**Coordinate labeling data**
———

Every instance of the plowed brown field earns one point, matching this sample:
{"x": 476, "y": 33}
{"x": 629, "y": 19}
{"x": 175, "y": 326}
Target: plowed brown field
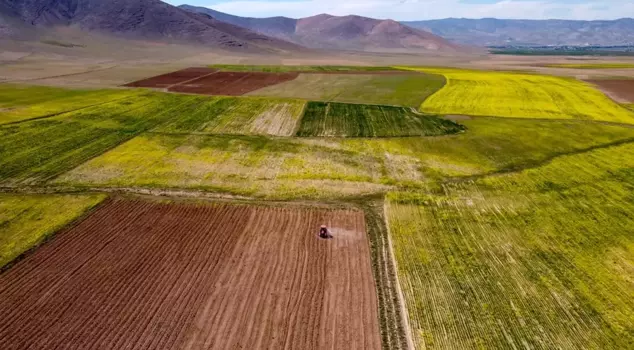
{"x": 169, "y": 79}
{"x": 232, "y": 83}
{"x": 147, "y": 275}
{"x": 620, "y": 90}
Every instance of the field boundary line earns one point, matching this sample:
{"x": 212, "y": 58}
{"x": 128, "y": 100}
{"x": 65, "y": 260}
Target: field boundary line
{"x": 62, "y": 75}
{"x": 399, "y": 291}
{"x": 64, "y": 112}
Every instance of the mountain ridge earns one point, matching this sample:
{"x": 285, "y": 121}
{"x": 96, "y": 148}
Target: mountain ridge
{"x": 350, "y": 32}
{"x": 493, "y": 31}
{"x": 137, "y": 19}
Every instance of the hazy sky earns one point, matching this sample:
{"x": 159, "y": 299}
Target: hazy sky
{"x": 425, "y": 9}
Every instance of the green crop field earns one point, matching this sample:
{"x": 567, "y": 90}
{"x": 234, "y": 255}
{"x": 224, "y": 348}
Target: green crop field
{"x": 603, "y": 65}
{"x": 19, "y": 103}
{"x": 38, "y": 150}
{"x": 541, "y": 258}
{"x": 243, "y": 116}
{"x": 26, "y": 220}
{"x": 298, "y": 68}
{"x": 354, "y": 120}
{"x": 516, "y": 95}
{"x": 399, "y": 90}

———

**WRITTEN TASK**
Copy out all of the material above, swapping "Target" for "Object" everywhere it occurs and leaving everything else untouched. Omit the pictures from your answer.

**RESULT FOR THIS EXERCISE**
Every instance of the plowed brown field earns one point, matching this sample:
{"x": 476, "y": 33}
{"x": 629, "y": 19}
{"x": 175, "y": 326}
Object: plowed brown field
{"x": 169, "y": 79}
{"x": 232, "y": 83}
{"x": 147, "y": 275}
{"x": 620, "y": 90}
Every instance of the field boundary line earns one point, matching this sample:
{"x": 212, "y": 58}
{"x": 128, "y": 100}
{"x": 65, "y": 260}
Object: field boundary line
{"x": 62, "y": 75}
{"x": 399, "y": 291}
{"x": 64, "y": 112}
Every instance of the mountain ridge earns one point, matching this sample:
{"x": 285, "y": 121}
{"x": 96, "y": 148}
Object: mountain ridge
{"x": 350, "y": 32}
{"x": 493, "y": 31}
{"x": 137, "y": 19}
Every instance of the hazy sky earns one point, matching this sample:
{"x": 159, "y": 299}
Object: hazy sky
{"x": 425, "y": 9}
Every instance of the green crop field earns one point, matching this sample:
{"x": 567, "y": 90}
{"x": 234, "y": 255}
{"x": 224, "y": 348}
Object: green crop field
{"x": 603, "y": 65}
{"x": 19, "y": 103}
{"x": 38, "y": 150}
{"x": 541, "y": 258}
{"x": 243, "y": 116}
{"x": 26, "y": 220}
{"x": 298, "y": 68}
{"x": 354, "y": 120}
{"x": 516, "y": 95}
{"x": 399, "y": 90}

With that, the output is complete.